Carry the essay on the causes of poverty in Ethiopia forward from its last sentence, adding the next paragraph in the same style.

Text block:
= = =

Causes of Poverty in Ethiopia

First, poor agricultural systems result in poverty. Ethiopians have relied on traditional ways of farming for over a millennia, which has contributed much to impoverishing citizens. Ethiopians engage in agriculture for producing crops for personal consumption instead of selling. These traditional agriculture methods have a low production base and have caused the poverty state the rural dwellers face. Currently, the tenure system of land presupposes that no peasants are allowed to own the land they are cultivating, hence lowering their motivation to deal with commercial farming. Moreover, in case farmers leave their lands, these lands are forfeited, making farmers avoid investing in irrigation programs and purchasing proper cultivation tools (Flynn, 2005).

Coffee overdependence has greatly contributed to poverty in Ethiopia, which is the second biggest exporter of coffee in Africa. The exports of beans make 2/3 of the income gained yearly from export. According to the Joint Committee on Foreign Affairs (2003), the coffee industry creates employment opportunities both indirectly and directly to 25% of the Ethiopian population. The global market for coffee reduced in terms of value a few years ago. Therefore, the overdependence on income from exports of coffee is a serious economic concern. Significant effects from the plummeting coffee prices have hit Ethiopia badly since the year 2000. Joint Committee on Foreign Affairs (2003) reports that in the year 2000, the revenue of $420m was collected from the export of coffee beans. However, this figure decreased to $175m in 2003, meaning that the population dependent on the production of coffee currently earns an income twice less than it earned in 2000. The resultant effect is the sharp reduction in the income of people who has grown coffee in Ethiopia over the decade (Flynn, 2005).

= = =

Data records:
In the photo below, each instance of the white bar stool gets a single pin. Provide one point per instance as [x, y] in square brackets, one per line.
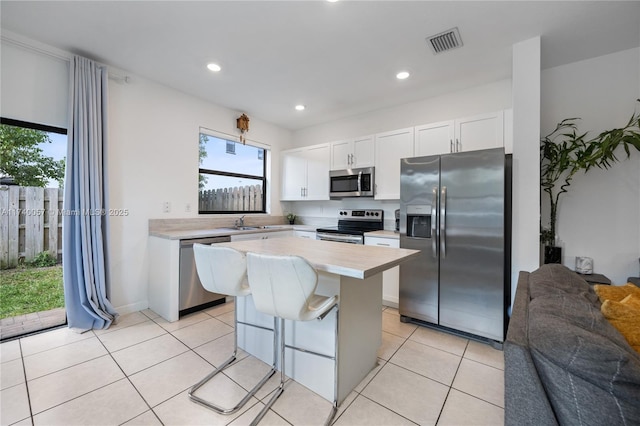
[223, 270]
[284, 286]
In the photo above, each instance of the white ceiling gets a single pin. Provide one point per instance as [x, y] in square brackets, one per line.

= = =

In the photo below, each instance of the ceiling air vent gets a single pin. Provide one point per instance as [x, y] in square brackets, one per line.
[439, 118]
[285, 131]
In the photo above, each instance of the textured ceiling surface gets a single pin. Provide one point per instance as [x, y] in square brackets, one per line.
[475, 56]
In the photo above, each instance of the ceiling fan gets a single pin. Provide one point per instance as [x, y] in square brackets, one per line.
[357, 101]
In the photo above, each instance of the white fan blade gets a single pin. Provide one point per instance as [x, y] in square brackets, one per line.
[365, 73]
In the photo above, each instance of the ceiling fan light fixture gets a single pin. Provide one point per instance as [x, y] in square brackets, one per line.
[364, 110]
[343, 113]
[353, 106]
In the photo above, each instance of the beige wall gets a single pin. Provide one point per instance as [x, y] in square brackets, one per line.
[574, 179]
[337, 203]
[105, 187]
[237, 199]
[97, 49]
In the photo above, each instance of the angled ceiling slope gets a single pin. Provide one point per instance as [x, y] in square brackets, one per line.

= = =

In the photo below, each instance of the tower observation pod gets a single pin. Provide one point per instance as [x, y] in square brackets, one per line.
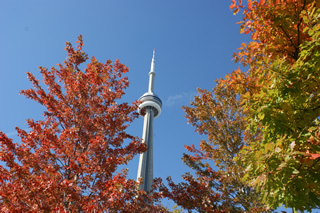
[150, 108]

= = =

Task answer:
Moreover, poor infrastructure causes poverty in rural areas. The 20,000km road cover in the rural areas is hardly tarmacked and tarmacked roads have numerous potholes (Flynn, 2005). A good road infrastructure is fundamental for farmers in reaching bigger markets. It allows farmers to make sales of their goods at relatively higher prices and at the same time purchase their personal requirements at cheaper prices. The majority of Ethiopia’s rural regions does not have access to 18 largest Ethiopian cities. It takes many days for a person to travel to these cities. Therefore, rural farmers cannot access the large market these cities form to benefit from competitive prices (Flynn, 2005).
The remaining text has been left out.